▶ **Required action**
In the data below, one line contains "Pick out every snow-covered road." and a later one contains "Pick out every tree trunk.". Print both, with every line between them, exactly and alone.

Stored data entries:
↓↓↓

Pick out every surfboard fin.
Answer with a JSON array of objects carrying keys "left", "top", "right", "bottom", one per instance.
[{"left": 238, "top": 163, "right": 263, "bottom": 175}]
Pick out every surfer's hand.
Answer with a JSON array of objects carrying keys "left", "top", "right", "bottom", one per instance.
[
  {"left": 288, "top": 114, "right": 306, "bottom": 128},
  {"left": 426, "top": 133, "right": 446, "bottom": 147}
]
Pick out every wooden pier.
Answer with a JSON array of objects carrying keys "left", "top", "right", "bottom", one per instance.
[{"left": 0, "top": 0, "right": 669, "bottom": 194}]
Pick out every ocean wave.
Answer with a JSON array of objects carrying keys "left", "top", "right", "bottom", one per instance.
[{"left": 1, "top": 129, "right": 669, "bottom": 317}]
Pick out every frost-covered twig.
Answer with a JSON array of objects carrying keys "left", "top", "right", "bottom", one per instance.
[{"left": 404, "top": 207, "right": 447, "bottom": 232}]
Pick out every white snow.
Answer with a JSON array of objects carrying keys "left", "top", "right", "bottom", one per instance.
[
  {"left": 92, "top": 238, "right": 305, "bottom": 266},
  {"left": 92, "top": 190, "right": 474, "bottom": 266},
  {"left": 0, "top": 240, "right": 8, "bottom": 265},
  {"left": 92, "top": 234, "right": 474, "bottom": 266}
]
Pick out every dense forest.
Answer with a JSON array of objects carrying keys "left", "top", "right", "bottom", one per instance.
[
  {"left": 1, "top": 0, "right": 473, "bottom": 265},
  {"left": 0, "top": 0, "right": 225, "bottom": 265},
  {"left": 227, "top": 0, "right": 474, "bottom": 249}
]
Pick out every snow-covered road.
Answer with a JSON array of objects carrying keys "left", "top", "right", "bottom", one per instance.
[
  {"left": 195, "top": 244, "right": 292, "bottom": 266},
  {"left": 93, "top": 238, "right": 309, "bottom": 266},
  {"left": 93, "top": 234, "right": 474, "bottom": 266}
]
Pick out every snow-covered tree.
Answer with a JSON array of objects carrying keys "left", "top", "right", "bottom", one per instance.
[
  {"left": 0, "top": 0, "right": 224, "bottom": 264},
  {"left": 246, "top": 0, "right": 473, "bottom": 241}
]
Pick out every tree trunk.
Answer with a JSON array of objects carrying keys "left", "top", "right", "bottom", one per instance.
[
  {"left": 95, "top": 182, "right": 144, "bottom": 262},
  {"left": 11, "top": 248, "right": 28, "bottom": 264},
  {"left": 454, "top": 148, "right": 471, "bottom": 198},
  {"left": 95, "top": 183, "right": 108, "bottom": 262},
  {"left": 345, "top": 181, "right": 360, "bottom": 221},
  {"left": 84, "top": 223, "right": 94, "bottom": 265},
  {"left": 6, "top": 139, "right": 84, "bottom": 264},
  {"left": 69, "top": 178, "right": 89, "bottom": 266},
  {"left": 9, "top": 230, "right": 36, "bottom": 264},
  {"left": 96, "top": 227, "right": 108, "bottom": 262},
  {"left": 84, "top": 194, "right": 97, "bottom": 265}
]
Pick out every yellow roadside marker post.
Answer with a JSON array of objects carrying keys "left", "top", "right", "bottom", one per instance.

↑↑↑

▶ **Response area**
Pick out every snow-covered road.
Answer with a JSON array of objects carrying keys "left", "top", "right", "bottom", one per instance.
[
  {"left": 195, "top": 244, "right": 292, "bottom": 266},
  {"left": 93, "top": 238, "right": 309, "bottom": 266},
  {"left": 93, "top": 234, "right": 474, "bottom": 266}
]
Pick out every snow-covered tree.
Answer with a JSON array of objects carrying keys "left", "top", "right", "bottom", one per instance.
[
  {"left": 0, "top": 0, "right": 224, "bottom": 264},
  {"left": 246, "top": 0, "right": 473, "bottom": 241}
]
Pick out every tree trunk.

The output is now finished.